> **Passage provided**
"""
All this to say, I felt excited for Korea. Throughout the months, I learned about the culture, and found out that while crowded skylines were no anomaly, neither were beaches and warm people. It would have been a big adventure, the biggest of my life. Maybe it will still happen some day. But Hawaii is an adventure, too. I can’t wait to have so many visitors.

The Great Escape

“Okay, let’s use our magic powers. Everyone visualize the door opening and how much we’ll laugh when it pops open. Close your eyes. Ready?”

 

This is not something you want to hear your Airbnb host say.

 

“We’re doing it!”

 

This is not something you want to hear yourself saying in response, especially not with sincerity.

 

Nevertheless, it’s what my friend and I found ourselves doing one fine morning on our road trip. Our home for the night had been an Airstream trailer in our host’s backyard, and now we were stuck. And I had to pee.

 

Our stay in the trailer had started fabulously. We had hauled our luggage up the stairs, tossed our backpacks into the aisle, and collapsed on a daybed padded with throw pillows. (It was time for our daily siesta, after all!) Our host had explained through our email correspondence that the trailer didn’t have a functioning bathroom, but we could use the restroom in their home. We considered this nothing but a minor issue, especially taking into account how delightful our little spot was. Windows surrounded the bed, allowing the afternoon sun to warm my legs and the baby blue curtains to tickle them as they fluttered in the breeze. Pure bliss!

 

Unfortunately, my friends, bliss does not a story make.

 

The next morning, I woke up around 8:00 desperately needing to use the bathroom. I tip-toed over my friend, turned the trailer handle, and pushed.

 

No movement.
"""
> **Actions to take**
• a. Reproduce the part of the trailer story that opens with the words "This is not something you want to hear your Airbnb" and closes with "not with sincerity.", swapping "Airbnb host" for "landlord".
• b. Pick up the story about the Airstream trailer stay right after its final line and keep it going.

> **Data lines**
"""
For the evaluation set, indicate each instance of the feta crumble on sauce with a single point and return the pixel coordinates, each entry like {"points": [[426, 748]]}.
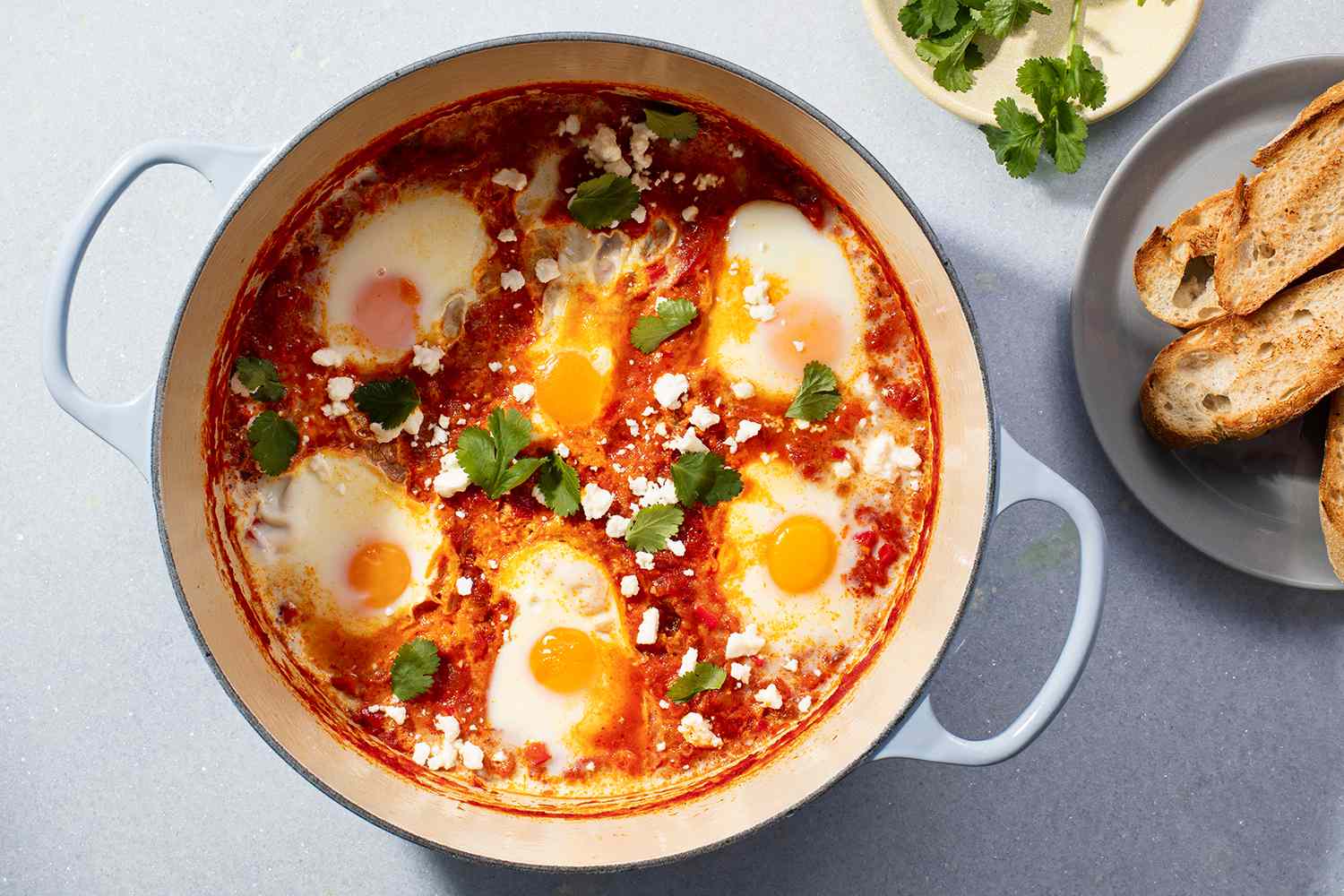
"""
> **The replies**
• a.
This is not something you want to hear your landlord say.

 

“We’re doing it!”

 

This is not something you want to hear yourself saying in response, especially not with sincerity.

• b.
No problem, I thought. Just push some of these levers. Surveying the locks and buttons on the trailer door, I might as well have been looking at an airplane control panel. There was one metal post sticking out, a “step on” switch (which I could only assume lowered and raised the trailer stairs), and three sliding locks scattered all over the general door region.

 

I messed with these as quietly as I could, my friend’s peaceful face only inches away from the chaos. I pulled a lock, turned the handle, and pushed and jiggled the door until the whole trailer shook. I walked away (as if trying to fake the door out into thinking it had a break), then ran back at the it, kicking and karate-chopping and throwing my being against it until it shook again and I thought my bladder might give out.

 

After a few minutes of red-faced, frustrating struggle, I resorted to waking my friend up. Half-asleep, she tried the handle and pushed. “Call our host,” she said, and turned back to sleep.

 

Twenty minutes later, an ethereal woman with a pile of brunette hair pulled into a giant looping bun walked into the backyard waving her arms. “What happened?” she called. “You’re locked in?”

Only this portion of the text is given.